Text section:
───

On the basis of the above analysis, this paper will first introduce the constraint equation into the traditional IMM filter in order to further improve the estimation accuracy of the target motion state. This is to say, the target motion changing among various models (such as acceleration dynamics model, left or right turning model) at different time is estimated by the CIMM filter. In addition, the estimation results are fused among multi-UAVs, reflecting the state information of the target more truthfully. On the basis of the estimation results, the TOGVF is then proposed in order to obtain the shortest path. It is assumed that the UAV motion is decoupled in the vertical plane and horizontal plane. The movement in the horizontal plane can take the heading control idea along the shortest tangential path. In the vertical plane, the vertical speed control method based on the maximum vertical acceleration can be adopted to reach the optimal height. Besides, the horizontal speed of each UAV is corrected through Lyapunov phase function to guide each UAV distributing uniformly on the limit cycle, so as to realize the cooperative monitoring of a target.

───

Information provided:
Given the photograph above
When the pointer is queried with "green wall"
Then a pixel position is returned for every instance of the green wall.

───

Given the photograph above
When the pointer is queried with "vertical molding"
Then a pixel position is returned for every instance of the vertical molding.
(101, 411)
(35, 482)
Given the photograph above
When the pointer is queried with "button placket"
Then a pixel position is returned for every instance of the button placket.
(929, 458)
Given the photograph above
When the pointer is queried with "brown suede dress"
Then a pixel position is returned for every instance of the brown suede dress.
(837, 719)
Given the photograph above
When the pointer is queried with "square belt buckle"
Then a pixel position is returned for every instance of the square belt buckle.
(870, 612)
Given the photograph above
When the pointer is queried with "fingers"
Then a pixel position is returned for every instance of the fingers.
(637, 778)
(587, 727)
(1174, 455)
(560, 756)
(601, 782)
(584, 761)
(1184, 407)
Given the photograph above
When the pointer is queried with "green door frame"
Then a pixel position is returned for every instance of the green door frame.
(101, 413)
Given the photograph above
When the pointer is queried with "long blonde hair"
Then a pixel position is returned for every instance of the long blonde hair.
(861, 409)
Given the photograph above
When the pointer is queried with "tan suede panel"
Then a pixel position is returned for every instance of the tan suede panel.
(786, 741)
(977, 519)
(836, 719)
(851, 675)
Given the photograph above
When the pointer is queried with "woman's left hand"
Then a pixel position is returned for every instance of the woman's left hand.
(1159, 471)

───

Work to do: Give each distinct abbreviation used in the text on cooperative UAV target monitoring, treating a plural form as the same abbreviation as its singular.

Complete output: IMM, CIMM, UAV, TOGVF